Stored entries

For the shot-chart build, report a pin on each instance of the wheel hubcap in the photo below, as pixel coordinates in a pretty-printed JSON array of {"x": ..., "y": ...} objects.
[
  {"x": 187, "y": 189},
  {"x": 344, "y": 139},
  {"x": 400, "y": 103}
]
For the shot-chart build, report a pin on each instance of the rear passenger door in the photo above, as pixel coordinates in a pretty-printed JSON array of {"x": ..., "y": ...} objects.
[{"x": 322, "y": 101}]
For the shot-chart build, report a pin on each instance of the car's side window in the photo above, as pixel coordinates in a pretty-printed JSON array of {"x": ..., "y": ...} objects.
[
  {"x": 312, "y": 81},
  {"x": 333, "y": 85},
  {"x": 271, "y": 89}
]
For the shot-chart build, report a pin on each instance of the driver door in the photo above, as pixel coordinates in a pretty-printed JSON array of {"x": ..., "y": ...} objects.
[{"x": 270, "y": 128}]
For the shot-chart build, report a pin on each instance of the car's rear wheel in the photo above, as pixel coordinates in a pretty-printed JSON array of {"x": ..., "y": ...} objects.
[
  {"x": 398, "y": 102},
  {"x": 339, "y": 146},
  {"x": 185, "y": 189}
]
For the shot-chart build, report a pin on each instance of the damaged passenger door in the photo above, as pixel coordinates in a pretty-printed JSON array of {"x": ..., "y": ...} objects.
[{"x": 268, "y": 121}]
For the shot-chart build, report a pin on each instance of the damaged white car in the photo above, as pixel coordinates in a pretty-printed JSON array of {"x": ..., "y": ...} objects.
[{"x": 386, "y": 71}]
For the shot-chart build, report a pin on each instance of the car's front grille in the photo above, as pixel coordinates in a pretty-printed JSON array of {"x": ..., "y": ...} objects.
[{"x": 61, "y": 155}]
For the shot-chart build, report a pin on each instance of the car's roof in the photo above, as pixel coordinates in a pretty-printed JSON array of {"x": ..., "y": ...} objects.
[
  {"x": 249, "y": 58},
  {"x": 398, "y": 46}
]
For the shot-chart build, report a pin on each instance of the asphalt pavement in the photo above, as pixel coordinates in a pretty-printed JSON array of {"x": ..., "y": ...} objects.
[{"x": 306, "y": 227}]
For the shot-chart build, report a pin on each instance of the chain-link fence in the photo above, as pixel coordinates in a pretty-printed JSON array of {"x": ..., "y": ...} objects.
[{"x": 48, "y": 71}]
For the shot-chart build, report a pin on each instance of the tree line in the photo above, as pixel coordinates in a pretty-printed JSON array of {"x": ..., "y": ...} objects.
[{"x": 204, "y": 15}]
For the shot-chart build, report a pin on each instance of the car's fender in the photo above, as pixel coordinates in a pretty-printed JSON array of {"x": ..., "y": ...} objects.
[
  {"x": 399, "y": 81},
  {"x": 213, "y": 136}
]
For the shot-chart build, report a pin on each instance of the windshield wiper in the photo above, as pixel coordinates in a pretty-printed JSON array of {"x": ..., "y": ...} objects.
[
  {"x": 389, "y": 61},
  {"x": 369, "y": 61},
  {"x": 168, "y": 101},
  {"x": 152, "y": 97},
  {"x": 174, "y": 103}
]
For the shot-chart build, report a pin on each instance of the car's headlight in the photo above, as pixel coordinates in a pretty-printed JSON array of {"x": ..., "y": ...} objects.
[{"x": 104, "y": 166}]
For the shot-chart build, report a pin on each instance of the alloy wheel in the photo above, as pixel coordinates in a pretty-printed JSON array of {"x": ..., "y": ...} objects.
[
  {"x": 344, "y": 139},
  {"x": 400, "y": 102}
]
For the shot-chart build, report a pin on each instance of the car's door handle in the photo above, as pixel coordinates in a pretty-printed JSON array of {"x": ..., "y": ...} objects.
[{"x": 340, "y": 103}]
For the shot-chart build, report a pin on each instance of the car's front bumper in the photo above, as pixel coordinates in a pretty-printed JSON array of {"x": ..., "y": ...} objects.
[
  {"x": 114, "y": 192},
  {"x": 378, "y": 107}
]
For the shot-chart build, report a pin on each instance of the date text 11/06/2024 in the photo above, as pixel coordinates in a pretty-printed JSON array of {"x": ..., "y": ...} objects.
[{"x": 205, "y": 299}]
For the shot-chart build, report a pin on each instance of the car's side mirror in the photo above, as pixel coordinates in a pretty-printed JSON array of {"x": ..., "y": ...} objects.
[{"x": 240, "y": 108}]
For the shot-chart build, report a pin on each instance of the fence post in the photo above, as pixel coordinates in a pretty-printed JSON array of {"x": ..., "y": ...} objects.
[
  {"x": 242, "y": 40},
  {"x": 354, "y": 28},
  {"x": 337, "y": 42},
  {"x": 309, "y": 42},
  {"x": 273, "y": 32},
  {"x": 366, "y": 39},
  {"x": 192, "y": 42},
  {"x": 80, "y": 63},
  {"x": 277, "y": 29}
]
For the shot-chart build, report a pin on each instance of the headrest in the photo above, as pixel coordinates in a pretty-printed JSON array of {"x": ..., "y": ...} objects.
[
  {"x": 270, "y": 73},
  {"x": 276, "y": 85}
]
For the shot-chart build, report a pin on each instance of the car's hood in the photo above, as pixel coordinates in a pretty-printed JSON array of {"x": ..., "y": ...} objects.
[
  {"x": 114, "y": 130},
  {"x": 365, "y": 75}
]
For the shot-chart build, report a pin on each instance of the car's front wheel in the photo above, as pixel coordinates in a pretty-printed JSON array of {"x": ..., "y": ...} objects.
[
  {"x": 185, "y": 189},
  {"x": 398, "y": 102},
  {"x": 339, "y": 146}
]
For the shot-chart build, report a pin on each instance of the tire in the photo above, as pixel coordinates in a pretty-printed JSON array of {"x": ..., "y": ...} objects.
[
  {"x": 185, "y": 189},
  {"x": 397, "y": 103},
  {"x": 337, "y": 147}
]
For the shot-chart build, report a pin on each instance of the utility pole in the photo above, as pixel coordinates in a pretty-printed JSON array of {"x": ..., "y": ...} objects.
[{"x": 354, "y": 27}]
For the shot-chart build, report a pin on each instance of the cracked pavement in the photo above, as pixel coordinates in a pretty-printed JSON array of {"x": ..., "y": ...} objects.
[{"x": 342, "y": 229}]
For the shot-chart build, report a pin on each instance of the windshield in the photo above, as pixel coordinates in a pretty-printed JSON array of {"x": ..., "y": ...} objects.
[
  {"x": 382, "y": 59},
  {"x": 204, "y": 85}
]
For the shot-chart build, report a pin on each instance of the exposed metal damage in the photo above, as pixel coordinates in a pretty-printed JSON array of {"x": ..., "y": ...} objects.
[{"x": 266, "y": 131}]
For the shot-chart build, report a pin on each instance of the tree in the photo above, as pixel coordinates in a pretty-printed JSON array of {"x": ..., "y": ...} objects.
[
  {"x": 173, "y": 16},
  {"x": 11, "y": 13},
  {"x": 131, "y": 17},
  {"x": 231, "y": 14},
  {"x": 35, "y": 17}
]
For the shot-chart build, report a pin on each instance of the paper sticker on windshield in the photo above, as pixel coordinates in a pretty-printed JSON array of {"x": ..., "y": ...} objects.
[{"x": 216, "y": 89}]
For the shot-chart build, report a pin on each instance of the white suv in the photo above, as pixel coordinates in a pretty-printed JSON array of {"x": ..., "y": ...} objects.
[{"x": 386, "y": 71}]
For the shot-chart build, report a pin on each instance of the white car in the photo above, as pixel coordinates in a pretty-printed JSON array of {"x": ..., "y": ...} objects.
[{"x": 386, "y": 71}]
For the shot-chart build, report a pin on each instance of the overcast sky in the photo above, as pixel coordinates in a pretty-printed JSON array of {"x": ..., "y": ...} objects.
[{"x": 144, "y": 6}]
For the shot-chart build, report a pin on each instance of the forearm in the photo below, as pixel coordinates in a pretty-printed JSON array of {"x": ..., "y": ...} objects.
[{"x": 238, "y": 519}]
--
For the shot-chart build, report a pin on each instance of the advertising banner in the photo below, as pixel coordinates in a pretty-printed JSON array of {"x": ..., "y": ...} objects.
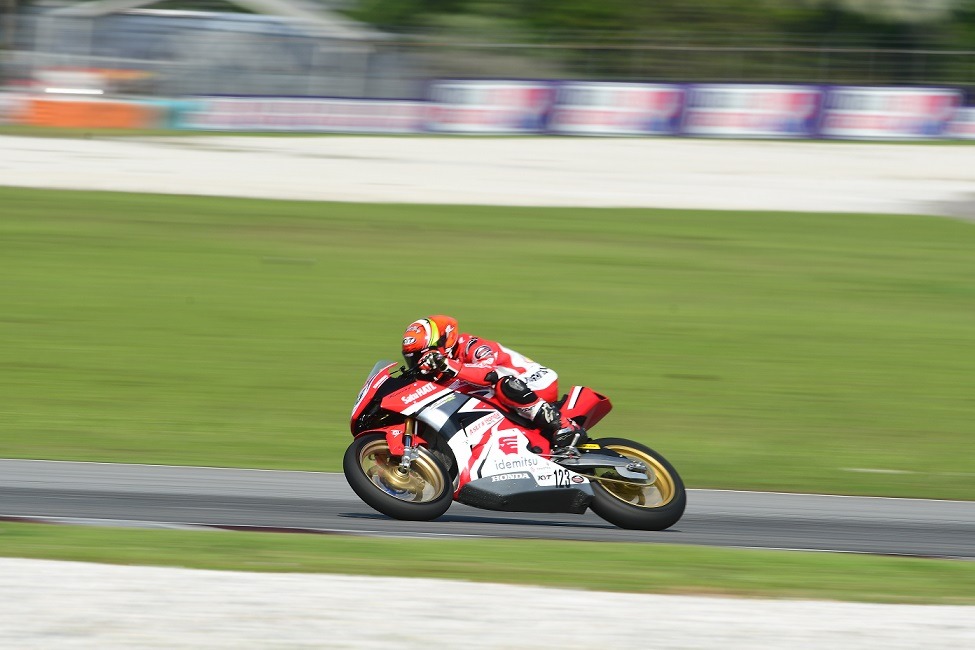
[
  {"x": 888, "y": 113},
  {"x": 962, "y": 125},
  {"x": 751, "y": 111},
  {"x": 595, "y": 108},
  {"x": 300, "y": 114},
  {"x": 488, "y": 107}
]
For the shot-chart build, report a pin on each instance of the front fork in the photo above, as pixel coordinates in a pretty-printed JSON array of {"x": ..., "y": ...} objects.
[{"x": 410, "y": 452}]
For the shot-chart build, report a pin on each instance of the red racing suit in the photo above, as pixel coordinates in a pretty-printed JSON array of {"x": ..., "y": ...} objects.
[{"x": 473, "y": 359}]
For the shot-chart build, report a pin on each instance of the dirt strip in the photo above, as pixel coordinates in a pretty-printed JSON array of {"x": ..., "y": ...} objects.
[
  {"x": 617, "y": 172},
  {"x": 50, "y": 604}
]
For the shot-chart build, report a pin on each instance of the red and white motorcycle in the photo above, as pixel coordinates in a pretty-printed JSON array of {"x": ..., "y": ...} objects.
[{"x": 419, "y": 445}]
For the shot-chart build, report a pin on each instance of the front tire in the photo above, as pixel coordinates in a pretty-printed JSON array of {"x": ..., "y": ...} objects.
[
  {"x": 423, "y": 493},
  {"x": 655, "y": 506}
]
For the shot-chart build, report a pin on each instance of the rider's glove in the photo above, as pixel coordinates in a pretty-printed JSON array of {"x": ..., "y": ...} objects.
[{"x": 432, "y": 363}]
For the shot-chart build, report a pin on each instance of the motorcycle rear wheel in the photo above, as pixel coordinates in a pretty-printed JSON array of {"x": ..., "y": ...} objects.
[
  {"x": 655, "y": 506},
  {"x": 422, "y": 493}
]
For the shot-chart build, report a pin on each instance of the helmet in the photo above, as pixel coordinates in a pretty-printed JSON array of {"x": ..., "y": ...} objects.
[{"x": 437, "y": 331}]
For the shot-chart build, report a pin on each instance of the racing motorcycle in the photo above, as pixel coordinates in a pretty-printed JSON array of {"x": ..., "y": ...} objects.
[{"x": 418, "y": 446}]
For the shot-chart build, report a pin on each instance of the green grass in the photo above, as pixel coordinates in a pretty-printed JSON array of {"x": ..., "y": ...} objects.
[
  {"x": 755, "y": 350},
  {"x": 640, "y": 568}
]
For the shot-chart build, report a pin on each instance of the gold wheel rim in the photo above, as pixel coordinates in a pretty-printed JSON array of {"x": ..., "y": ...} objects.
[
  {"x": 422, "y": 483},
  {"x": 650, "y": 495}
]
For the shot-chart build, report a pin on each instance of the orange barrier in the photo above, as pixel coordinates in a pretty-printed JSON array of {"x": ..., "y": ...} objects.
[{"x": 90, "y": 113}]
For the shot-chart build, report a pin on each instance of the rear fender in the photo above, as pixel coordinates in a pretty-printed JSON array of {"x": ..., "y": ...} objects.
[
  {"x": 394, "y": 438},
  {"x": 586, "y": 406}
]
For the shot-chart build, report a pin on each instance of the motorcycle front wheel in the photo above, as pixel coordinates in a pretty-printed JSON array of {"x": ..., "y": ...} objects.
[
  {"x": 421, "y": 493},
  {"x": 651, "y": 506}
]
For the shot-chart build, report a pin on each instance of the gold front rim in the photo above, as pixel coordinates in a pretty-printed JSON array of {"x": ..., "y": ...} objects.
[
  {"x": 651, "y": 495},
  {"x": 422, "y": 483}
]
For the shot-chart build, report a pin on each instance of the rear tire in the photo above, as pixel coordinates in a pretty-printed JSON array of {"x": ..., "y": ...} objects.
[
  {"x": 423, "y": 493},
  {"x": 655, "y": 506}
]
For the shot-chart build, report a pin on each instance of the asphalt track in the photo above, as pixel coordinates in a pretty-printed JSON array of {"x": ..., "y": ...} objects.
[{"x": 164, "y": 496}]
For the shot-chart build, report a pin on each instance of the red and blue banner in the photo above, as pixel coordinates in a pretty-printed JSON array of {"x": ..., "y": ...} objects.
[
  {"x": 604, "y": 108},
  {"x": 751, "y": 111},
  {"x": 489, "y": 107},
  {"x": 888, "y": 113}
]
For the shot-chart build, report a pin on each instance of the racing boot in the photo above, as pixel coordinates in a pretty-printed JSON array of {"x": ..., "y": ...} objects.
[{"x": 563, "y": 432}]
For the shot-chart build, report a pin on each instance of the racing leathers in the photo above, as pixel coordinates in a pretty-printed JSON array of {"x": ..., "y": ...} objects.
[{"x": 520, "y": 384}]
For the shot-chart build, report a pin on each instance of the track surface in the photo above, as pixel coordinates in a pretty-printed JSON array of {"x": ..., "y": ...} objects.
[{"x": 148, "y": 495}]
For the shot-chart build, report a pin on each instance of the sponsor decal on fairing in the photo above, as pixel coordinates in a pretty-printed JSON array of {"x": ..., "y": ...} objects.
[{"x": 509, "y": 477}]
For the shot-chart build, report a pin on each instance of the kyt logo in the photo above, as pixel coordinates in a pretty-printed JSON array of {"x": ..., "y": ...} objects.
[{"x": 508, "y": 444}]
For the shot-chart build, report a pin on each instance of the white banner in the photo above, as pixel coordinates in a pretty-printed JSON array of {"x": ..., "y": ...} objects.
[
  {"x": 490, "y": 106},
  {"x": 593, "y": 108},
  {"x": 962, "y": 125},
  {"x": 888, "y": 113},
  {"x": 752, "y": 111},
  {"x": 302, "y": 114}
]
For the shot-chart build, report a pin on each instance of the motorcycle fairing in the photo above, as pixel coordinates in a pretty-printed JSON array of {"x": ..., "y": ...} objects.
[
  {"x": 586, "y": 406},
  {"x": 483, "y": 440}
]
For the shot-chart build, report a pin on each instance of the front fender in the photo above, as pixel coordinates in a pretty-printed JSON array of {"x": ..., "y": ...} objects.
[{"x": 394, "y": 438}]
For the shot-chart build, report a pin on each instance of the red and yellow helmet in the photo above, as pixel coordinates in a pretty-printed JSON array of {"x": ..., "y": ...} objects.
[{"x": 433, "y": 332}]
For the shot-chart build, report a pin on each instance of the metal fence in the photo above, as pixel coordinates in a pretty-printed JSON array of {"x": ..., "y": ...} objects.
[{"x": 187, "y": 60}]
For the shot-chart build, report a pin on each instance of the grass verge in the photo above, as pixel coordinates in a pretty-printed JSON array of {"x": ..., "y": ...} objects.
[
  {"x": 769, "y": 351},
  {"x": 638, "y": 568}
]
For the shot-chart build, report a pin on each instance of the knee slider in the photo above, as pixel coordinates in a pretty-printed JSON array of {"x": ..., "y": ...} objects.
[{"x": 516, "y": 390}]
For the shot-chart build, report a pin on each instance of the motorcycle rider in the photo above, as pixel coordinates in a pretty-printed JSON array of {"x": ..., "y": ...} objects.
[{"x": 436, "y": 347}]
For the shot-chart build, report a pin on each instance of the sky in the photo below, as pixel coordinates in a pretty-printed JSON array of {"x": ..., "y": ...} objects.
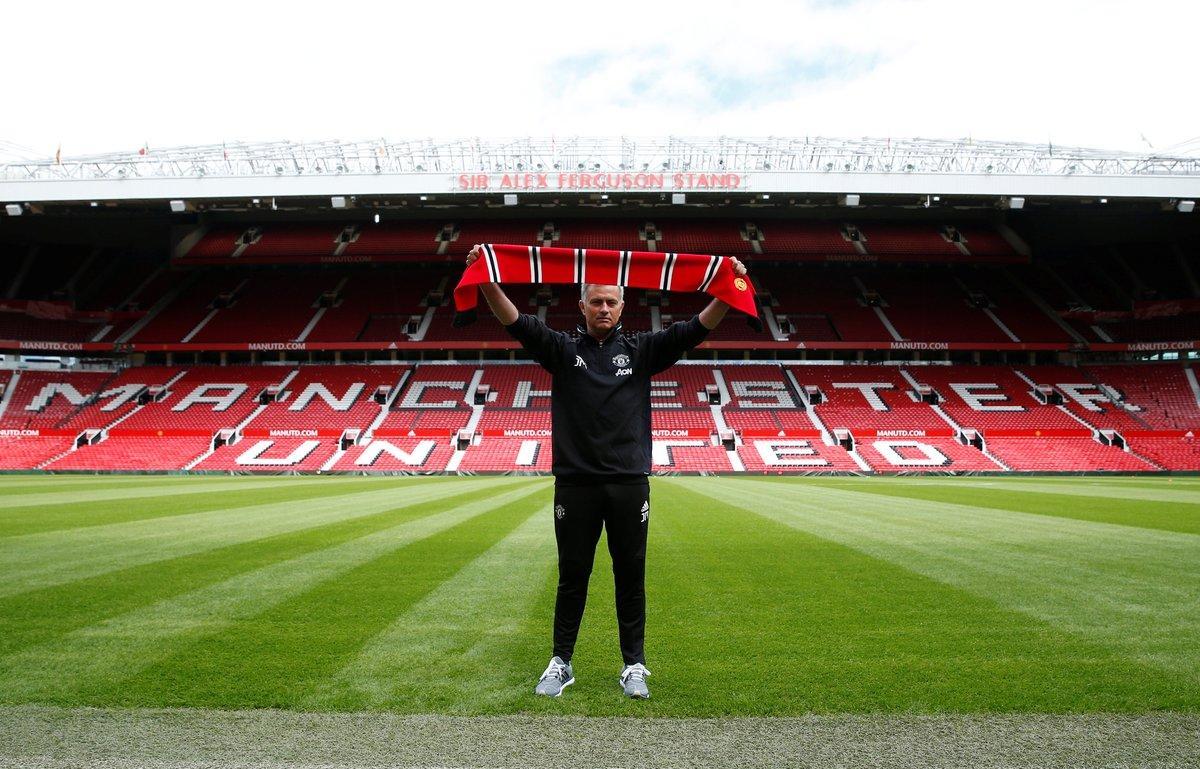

> _REQUIRED WORK_: Using the entries above, give again exactly the lines from the line holding "of the grass" through the line holding "instance of the sky". Include both end lines and nothing else.

> _TASK ANSWER_:
For the shot-chart build, report a pin on each instance of the grass verge in the photo above, as pixel coordinates in a pretty-printed JSON array of {"x": ..., "y": ...} objects.
[
  {"x": 769, "y": 351},
  {"x": 638, "y": 568}
]
For the shot-chart build, report a pin on each instance of the knee slider in the photo above, as pixel coordinates in a pretty-printed JSON array of {"x": ..., "y": ...} objects.
[{"x": 516, "y": 390}]
For the shot-chart build, report a pin on each instance of the motorcycle rider in the photo above, as pixel coordinates in a pretty-printed JSON array of {"x": ..., "y": ...} objects.
[{"x": 436, "y": 347}]
For the shot-chart build, report a pin on each instance of the sky in the photo below, as pixel coordinates in a pretty-printed JSON array of {"x": ..., "y": ...} objects.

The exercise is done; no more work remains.